# Required action 1
In the report on Newcastle's home game against Tottenham, what did the Premier League confirm about the Saudi-backed consortium?
# Required action 2
Please sum up the report on Newcastle's sold-out Tottenham match in two sentences.
# Required action 3
Carry the report on Newcastle's sold-out Tottenham match forward from its last sentence.

# Quoted passage
——————————
Newcastle ticket for home game against Tottenham sold out following Saudi-led takeover

Newcastle ticket for home game against Tottenham sold out following Saudi-led takeover

Newcastle have sold out their home fixture against Tottenham on October 17 - the first match at St James' Park following confirmation of the club's takeover.

The club released a statement on Friday morning confirming that all seats had now been swiped up, with only a handful of hospitality seats left for sale.

There was also a surge in demand for season tickets, too, with thousands of fans queuing online to secure their seat for the new era.

The takeover of Newcastle was confirmed on Thursday evening, when a announcement from the Premier League confirmed that the Saudi-backed consortium had passed the Owners and Directors Test, leading to the completion of the deal.

That news was greeted by celebrations outside the ground, as thousands of supporters gathered to usher in the new era, and wave goodbye to the end of Mike Ashley's unpopular reign.

And some of those fans will now be inside the ground along with the new owners to see the team make their first footings on the pitch in the new era on Sunday October 17.
——————————
# Provided material
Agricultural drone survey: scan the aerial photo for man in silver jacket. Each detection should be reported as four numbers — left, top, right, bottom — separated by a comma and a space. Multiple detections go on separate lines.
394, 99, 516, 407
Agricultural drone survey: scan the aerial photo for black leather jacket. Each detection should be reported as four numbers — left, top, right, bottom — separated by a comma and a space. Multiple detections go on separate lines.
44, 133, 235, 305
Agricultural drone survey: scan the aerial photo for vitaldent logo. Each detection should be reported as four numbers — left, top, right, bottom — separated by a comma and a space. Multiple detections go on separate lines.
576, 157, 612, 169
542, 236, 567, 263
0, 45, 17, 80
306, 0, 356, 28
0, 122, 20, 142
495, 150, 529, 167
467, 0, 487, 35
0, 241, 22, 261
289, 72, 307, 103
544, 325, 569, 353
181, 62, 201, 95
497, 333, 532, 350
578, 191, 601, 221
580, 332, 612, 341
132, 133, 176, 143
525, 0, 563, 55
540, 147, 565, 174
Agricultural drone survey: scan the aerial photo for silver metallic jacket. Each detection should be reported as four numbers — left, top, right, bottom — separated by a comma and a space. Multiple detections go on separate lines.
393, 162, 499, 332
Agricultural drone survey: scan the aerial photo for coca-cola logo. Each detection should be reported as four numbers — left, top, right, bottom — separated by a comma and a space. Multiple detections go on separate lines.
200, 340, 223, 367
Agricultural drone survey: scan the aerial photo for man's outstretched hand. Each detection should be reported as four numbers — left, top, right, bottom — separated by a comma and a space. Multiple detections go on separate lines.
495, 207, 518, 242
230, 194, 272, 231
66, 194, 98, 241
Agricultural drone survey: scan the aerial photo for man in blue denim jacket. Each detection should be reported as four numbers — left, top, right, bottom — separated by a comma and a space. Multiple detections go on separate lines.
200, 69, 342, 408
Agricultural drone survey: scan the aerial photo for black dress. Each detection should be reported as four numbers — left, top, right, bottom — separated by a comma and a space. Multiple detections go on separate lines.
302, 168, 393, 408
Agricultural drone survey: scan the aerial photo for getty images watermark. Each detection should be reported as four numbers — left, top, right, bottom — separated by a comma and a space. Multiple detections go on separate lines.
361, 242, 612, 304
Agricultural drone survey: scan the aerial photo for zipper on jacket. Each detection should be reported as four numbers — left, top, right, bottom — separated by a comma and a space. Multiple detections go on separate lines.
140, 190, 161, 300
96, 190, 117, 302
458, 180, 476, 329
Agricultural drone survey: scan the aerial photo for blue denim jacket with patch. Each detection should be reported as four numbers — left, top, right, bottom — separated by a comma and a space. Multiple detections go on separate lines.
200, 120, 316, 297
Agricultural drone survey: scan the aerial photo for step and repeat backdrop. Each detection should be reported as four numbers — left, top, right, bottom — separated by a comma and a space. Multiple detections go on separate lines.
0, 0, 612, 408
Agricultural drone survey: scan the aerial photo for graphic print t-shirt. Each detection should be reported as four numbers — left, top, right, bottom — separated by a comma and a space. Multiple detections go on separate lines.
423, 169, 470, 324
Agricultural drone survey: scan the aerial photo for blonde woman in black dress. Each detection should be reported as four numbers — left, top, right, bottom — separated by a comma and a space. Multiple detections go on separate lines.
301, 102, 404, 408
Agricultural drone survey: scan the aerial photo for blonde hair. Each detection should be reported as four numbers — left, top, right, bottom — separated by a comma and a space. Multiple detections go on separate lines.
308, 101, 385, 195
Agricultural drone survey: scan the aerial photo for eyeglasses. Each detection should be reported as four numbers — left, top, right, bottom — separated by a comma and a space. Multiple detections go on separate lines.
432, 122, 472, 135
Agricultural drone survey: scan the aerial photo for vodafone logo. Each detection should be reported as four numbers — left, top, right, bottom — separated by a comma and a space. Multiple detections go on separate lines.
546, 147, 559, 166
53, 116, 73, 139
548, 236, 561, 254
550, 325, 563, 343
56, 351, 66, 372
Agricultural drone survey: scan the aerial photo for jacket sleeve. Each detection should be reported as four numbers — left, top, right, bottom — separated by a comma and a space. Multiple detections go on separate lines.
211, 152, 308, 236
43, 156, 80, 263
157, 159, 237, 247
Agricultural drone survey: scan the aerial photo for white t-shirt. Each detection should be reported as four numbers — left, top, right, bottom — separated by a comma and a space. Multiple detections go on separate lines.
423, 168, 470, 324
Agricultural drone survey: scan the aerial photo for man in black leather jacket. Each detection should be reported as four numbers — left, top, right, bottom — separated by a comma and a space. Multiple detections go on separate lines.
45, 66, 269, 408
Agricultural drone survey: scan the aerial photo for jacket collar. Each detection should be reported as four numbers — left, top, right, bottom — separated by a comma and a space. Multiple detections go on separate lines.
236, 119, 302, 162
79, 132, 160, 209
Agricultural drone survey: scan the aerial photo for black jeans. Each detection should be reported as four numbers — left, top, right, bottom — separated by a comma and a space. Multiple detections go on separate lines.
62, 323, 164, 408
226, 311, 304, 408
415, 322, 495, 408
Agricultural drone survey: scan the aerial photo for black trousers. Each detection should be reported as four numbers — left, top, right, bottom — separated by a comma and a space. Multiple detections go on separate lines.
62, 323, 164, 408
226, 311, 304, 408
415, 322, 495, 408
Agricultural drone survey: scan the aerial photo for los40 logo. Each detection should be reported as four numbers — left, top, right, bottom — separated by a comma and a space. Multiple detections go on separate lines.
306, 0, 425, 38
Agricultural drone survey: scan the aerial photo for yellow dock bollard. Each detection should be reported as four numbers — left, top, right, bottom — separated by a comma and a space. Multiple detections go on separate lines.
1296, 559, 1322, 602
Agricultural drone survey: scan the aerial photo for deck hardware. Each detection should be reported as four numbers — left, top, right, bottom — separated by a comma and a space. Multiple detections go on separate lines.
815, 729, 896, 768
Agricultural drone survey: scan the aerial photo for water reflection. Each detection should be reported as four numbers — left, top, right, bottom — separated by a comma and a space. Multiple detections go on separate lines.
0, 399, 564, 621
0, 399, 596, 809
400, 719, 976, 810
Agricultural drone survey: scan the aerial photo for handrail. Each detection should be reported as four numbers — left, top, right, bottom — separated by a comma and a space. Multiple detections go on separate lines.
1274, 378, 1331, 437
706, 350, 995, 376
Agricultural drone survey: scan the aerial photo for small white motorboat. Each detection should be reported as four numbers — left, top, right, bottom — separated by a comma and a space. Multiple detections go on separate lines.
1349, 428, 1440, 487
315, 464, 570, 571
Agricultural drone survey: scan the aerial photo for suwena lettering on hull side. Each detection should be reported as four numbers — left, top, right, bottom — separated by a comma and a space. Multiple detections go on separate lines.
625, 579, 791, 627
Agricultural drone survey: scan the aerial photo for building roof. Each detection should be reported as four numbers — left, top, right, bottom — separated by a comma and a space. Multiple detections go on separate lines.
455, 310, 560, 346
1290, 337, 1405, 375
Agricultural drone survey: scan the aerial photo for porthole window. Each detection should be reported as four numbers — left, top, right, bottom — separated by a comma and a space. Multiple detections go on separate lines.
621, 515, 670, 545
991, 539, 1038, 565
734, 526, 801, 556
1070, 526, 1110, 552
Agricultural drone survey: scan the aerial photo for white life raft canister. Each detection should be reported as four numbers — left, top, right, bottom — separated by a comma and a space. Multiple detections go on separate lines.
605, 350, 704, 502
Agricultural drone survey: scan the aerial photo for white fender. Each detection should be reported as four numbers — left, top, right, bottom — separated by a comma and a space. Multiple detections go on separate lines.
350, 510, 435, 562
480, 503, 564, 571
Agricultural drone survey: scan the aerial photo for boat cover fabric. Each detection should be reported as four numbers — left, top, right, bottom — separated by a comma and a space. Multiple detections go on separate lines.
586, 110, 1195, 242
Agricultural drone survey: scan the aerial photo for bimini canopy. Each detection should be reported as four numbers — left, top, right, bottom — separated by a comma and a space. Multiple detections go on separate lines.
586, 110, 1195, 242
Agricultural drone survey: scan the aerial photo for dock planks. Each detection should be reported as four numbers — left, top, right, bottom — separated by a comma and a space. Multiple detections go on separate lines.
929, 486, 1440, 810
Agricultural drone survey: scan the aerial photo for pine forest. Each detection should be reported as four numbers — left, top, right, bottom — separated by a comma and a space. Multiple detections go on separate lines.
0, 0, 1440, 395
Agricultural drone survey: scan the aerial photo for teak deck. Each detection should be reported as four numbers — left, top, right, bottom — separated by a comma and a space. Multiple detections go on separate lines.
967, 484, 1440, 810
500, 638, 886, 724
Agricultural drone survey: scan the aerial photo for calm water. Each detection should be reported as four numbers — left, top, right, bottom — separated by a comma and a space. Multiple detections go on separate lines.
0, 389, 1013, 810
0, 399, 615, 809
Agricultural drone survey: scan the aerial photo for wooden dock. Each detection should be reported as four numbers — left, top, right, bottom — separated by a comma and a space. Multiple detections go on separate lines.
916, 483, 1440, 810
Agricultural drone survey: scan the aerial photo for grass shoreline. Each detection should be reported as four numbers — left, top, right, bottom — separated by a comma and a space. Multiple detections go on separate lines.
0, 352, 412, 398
——————————
# Answer box 1
It confirmed that the consortium had passed the Owners and Directors Test.

# Answer box 2
Newcastle's home match against Tottenham on October 17, the first at St James' Park since the club's takeover was confirmed, has sold out apart from a handful of hospitality seats, and demand for season tickets has also surged. The Premier League confirmed on Thursday evening that the Saudi-backed consortium had passed the Owners and Directors Test, and thousands of supporters celebrated outside the ground as Mike Ashley's unpopular reign came to an end.

# Answer box 3
Supporters have been joined by current and former players in expressing their excitement at the takeover, with Isaac Hayden joining the likes of Rob Lee, Shay Given and Warren Barton in tweeting about the deal.

The new owners have also reached out to club idols Alan Shearer and Kevin Keegan about returning to the club in ambassadorial capacities.

However, Shearer has also advised fans that they should be willing to be educated when it comes to concerns raised about the ethical matters surrounding the deal.

Much has been said about Saudi Arabia's human rights record, and the club's former striker said it was important fans listened to concerns.

'We owe it to ourselves and the wider world to listen to the evidence about human rights abuses in Saudi, to educate ourselves and know what we’re getting into,' he wrote in his column for The Athletic.

'Football puts us in difficult positions. And it can make hypocrites of us, too. We hate that tough-tackling bastard who plays for another team right until the moment he signs for us and then he becomes our bastard.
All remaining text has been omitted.